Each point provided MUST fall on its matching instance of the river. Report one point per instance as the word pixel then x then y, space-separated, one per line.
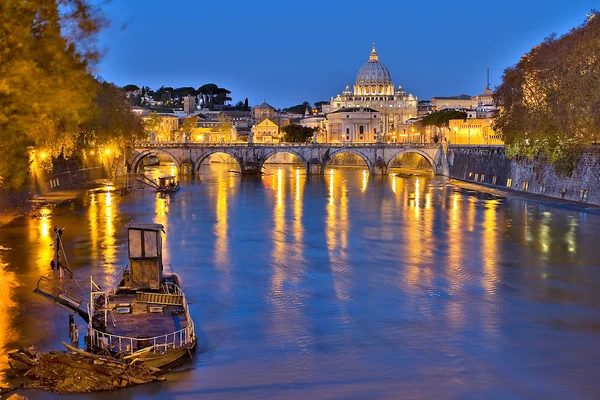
pixel 345 286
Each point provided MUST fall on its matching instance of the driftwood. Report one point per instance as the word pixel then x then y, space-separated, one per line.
pixel 77 371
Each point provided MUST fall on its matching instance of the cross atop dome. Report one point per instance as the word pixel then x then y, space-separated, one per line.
pixel 373 56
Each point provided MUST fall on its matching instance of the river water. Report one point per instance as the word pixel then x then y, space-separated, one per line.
pixel 345 286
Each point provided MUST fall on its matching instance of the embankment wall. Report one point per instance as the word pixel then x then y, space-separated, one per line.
pixel 489 165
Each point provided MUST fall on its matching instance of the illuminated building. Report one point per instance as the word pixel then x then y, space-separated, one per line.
pixel 263 111
pixel 464 101
pixel 266 131
pixel 374 89
pixel 356 124
pixel 473 131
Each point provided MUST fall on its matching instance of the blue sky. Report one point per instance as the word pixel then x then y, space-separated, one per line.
pixel 289 52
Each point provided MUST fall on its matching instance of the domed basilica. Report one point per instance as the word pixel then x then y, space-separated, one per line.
pixel 374 89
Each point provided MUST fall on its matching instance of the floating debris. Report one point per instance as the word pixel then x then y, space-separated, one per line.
pixel 77 371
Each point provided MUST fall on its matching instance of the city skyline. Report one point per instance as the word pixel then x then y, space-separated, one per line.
pixel 280 62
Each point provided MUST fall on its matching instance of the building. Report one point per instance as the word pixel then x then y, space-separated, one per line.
pixel 263 111
pixel 473 131
pixel 189 104
pixel 161 127
pixel 464 101
pixel 352 125
pixel 374 89
pixel 266 131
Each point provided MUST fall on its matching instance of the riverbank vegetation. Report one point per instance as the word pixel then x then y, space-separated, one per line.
pixel 550 100
pixel 50 104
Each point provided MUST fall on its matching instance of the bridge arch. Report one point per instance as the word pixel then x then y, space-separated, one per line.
pixel 135 163
pixel 390 158
pixel 369 163
pixel 219 150
pixel 271 152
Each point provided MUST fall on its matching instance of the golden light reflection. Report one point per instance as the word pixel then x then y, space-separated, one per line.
pixel 455 245
pixel 108 242
pixel 490 247
pixel 40 231
pixel 93 219
pixel 221 227
pixel 545 232
pixel 336 232
pixel 279 244
pixel 8 283
pixel 570 236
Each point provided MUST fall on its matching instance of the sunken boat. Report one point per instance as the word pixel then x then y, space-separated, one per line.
pixel 145 318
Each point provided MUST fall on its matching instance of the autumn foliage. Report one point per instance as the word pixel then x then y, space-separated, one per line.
pixel 49 101
pixel 550 100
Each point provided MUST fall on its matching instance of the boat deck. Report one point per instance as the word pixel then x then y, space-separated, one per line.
pixel 140 322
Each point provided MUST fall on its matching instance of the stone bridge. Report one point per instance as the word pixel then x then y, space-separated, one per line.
pixel 189 156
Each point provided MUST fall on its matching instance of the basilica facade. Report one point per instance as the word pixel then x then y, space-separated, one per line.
pixel 374 89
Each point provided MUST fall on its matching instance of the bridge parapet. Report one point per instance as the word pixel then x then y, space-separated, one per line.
pixel 251 157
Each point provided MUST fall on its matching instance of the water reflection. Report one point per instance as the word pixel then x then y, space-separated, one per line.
pixel 8 333
pixel 303 283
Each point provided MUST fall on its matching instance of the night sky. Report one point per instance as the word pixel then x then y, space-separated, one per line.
pixel 289 52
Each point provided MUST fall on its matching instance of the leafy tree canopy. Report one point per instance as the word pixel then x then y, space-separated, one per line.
pixel 130 87
pixel 46 91
pixel 442 118
pixel 550 100
pixel 294 133
pixel 298 108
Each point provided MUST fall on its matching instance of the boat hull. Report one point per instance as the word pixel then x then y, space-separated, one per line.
pixel 171 358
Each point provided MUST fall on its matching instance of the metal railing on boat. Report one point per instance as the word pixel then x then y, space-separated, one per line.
pixel 129 345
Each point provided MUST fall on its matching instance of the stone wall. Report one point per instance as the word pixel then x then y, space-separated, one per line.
pixel 489 165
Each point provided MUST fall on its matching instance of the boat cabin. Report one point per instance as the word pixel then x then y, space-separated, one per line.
pixel 167 182
pixel 145 257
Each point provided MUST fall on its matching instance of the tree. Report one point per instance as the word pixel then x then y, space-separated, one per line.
pixel 298 108
pixel 187 126
pixel 46 90
pixel 207 91
pixel 224 127
pixel 550 100
pixel 130 88
pixel 294 133
pixel 442 118
pixel 319 105
pixel 112 122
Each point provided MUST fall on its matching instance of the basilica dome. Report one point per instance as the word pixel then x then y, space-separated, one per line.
pixel 373 72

Directions ▸ The whole listing above must be returned exactly as written, with no pictures carried over.

Exercise answer ▸
Each point provided MUST fall on its matching instance of the river. Report one point per instance as the word pixel then x then y, space-separated, one per line.
pixel 345 286
Each point provided MUST fall on its matching instance of the driftwood. Report one point per instance as the word pixel then x then y, space-separated, one per line.
pixel 77 371
Each point provided MUST fall on its matching instance of the cross atop dome. Report one point per instance as the word pixel then x then y, space-separated, one per line.
pixel 373 56
Each point provided MUST fall on its matching instance of the river water. Report one point per instance as the word pixel then x then y, space-separated, one per line.
pixel 345 286
Each point provided MUST fall on its matching instance of the embankment wall. Report one point per instance as the word pixel then x then y, space-separated, one per line.
pixel 489 165
Each point provided MUST fall on its matching instance of the illuminated building. Report one point per instance as the word pixel then x then y, space-separated, one per line.
pixel 263 111
pixel 464 101
pixel 266 131
pixel 374 89
pixel 356 124
pixel 473 131
Each point provided MUST fall on its matching instance of the blue sky. Report one point per instance as the word pixel then x then y, space-separated, one per line.
pixel 289 52
Each point provided MUST fall on its matching instance of the domed basilica. Report one point per instance as the word pixel then x then y, space-separated, one per line.
pixel 374 89
Each point provided MUST fall on its matching instance of the floating debris. Report one point per instance as the word pixel then x then y, space-separated, one per line.
pixel 77 371
Each point provided MUST fall on its matching instance of the city skyline. Report one point per instance as the word pixel then x then y, space-separated, one per line.
pixel 280 62
Each point provided MUST fall on its matching instance of the building. Report one point per instance as the word pixel then x then y, space-separated, one per line.
pixel 263 111
pixel 473 131
pixel 189 104
pixel 161 127
pixel 464 101
pixel 352 125
pixel 374 89
pixel 266 131
Each point provided MUST fall on its matching instance of the riverbank vegetation. Report one point per instance as the word pixel then x then y, space-separated, one per line.
pixel 550 100
pixel 50 104
Each point provided MUST fall on its matching instance of the bridge arch. Report one point per instance as the word pixel then x then y, space-separated, one per line.
pixel 135 163
pixel 390 158
pixel 369 163
pixel 219 150
pixel 271 152
Each point provided MUST fall on its matching instance of the golden light reflection. Report one point per instance as the word pixel then x then y, space-separated, one per line.
pixel 455 245
pixel 108 242
pixel 490 247
pixel 40 231
pixel 93 219
pixel 221 227
pixel 545 232
pixel 336 232
pixel 279 244
pixel 8 283
pixel 570 236
Each point provided MUST fall on its matching instance of the sunken boat. Report one point per instance as the word pixel then x then y, space-separated, one per line.
pixel 145 318
Each point provided MUST fall on its matching instance of the autumn foliage. Report one point per instance as the word pixel then x then y, space-separated, one per line.
pixel 49 101
pixel 550 100
Each point provided MUST fall on its matching instance of the boat deck. Report one point per instance as the word pixel then x then y, space-separated, one per line.
pixel 140 322
Each point provided MUST fall on its matching instance of the stone bridge. Report one point per instance as the word pixel then x then y, space-separated, one per line.
pixel 189 156
Each point provided MUST fall on its matching instance of the basilica facade. Report one point per instance as the word pixel then x then y, space-separated, one per line.
pixel 374 89
Each point provided MUST fall on its matching instance of the bridge parapet. Report one point per instance as the word pixel then x then y, space-separated, one per line.
pixel 251 157
Each point provided MUST fall on its matching instance of the water reflection. Report one point per instance as the word pixel then x then y, space-separated, one per line.
pixel 8 333
pixel 303 283
Each point provided MUST fall on its matching instance of the night sky. Report one point per instance as the word pixel then x then y, space-separated, one per line.
pixel 289 52
Each point provided MUST fall on its matching instance of the leafy tree canopy. Report one point per instance as the word pixel then x then y, space-separated, one per line.
pixel 130 87
pixel 46 91
pixel 442 118
pixel 550 100
pixel 294 133
pixel 298 108
Each point provided MUST fall on its matching instance of the boat hull. Report one point per instance as the word pixel then x then y, space-separated, one per line.
pixel 171 358
Each point provided MUST fall on its matching instance of the metal railing on boat. Report one point per instance as the word pixel then x then y, space-separated, one per line.
pixel 129 345
Each point provided MUST fall on its matching instance of the stone wall. Report one point per instance as the word pixel then x then y, space-separated, one per line.
pixel 489 165
Each point provided MUST fall on its matching instance of the boat cabin. Report one point per instance as the word pixel then x then y, space-separated, one per line.
pixel 167 182
pixel 145 257
Each point provided MUST fall on its matching instance of the tree. Report one point per instance as the word pixel then x then y, space-separated, one per line.
pixel 298 108
pixel 187 126
pixel 46 90
pixel 207 91
pixel 224 127
pixel 550 100
pixel 130 88
pixel 294 133
pixel 442 118
pixel 319 105
pixel 112 122
Each point provided MUST fall on its matching instance of the basilica dome. Report one point per instance as the word pixel then x then y, space-separated, one per line.
pixel 373 72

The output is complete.